CHALLENGE. Rewrite the lines below starting with the line containing "fog in the image above." and going on through the line containing "185;298;300;450", including both, and add -118 to every coordinate in the answers.

-- Begin RECORDS TO PROCESS --

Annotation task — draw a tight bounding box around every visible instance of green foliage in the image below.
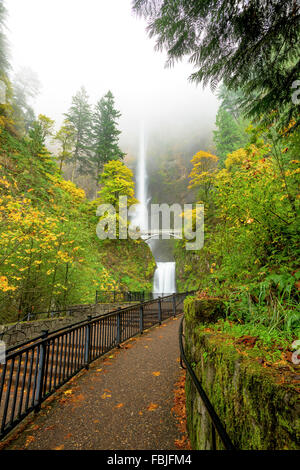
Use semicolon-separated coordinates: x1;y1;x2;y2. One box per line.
0;126;153;322
175;123;300;337
54;119;76;171
65;87;92;181
214;106;248;167
92;91;125;181
99;160;137;208
134;0;300;129
0;0;10;79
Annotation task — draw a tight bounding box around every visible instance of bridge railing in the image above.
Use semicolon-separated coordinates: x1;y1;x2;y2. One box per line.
0;293;187;438
95;290;177;304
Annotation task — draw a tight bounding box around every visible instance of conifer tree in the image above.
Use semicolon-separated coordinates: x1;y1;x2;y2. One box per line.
91;91;125;181
0;0;10;80
65;87;91;181
133;0;300;127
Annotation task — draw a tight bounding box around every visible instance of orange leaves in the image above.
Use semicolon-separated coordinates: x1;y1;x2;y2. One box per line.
24;436;35;447
147;403;158;411
52;444;65;450
172;372;191;450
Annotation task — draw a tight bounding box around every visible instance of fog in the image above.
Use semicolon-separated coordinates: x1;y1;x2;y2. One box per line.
6;0;217;150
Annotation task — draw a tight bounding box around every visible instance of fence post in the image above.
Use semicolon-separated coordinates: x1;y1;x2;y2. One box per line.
84;315;92;369
140;302;144;335
158;296;162;325
173;294;176;317
34;330;49;412
117;307;121;348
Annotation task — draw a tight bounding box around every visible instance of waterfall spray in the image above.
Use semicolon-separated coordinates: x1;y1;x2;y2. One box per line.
133;123;176;295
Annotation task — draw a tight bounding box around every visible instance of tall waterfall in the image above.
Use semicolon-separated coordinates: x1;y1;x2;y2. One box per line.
153;262;176;295
133;123;176;295
134;123;148;230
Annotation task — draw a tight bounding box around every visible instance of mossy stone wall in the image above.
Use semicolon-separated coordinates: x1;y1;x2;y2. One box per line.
185;298;300;450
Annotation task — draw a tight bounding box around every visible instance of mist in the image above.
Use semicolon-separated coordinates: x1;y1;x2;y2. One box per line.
6;0;218;156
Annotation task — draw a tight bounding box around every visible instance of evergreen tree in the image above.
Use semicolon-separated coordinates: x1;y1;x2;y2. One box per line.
65;87;91;181
134;0;300;126
91;91;125;181
0;0;10;80
213;106;248;167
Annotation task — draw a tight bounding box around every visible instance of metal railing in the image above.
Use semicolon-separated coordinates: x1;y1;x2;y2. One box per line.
179;318;236;450
0;293;187;438
96;290;176;304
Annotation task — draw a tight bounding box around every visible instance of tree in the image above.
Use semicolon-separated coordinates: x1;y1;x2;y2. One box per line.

-- End RECORDS TO PROCESS --

EXERCISE RESULT.
Annotation task — draw a tight bounding box around every visible instance of fog in the image above.
Use semicolon-separated coordinates: x1;y1;x2;y2. One box per line.
-112;-118;99;32
Annotation task — draw a tight bounding box around every visible instance of fence post in the image above.
Use semicolon-separated coordinates: x1;y1;x2;y2. One box per line.
-34;197;-26;251
22;184;26;217
40;178;44;207
55;176;58;199
-84;212;-69;294
-1;189;3;230
Annotation task — draw a tight bounding box around every visible instance of waterfall spray in the image above.
Use semicolon-separated coordinates: x1;y1;x2;y2. One box per line.
15;5;58;177
Annotation task — draw a tight bounding box around every visible instance of tall waterfall in the image above.
Use semicolon-separated coordinates: x1;y1;x2;y2. One box per line.
35;144;58;177
15;5;58;177
16;5;30;112
Annotation task — draw a tight bounding box around every visible instance of mossy stone wall in the image above.
Use semicolon-separated coordinates: x1;y1;x2;y2. One box per line.
67;180;182;332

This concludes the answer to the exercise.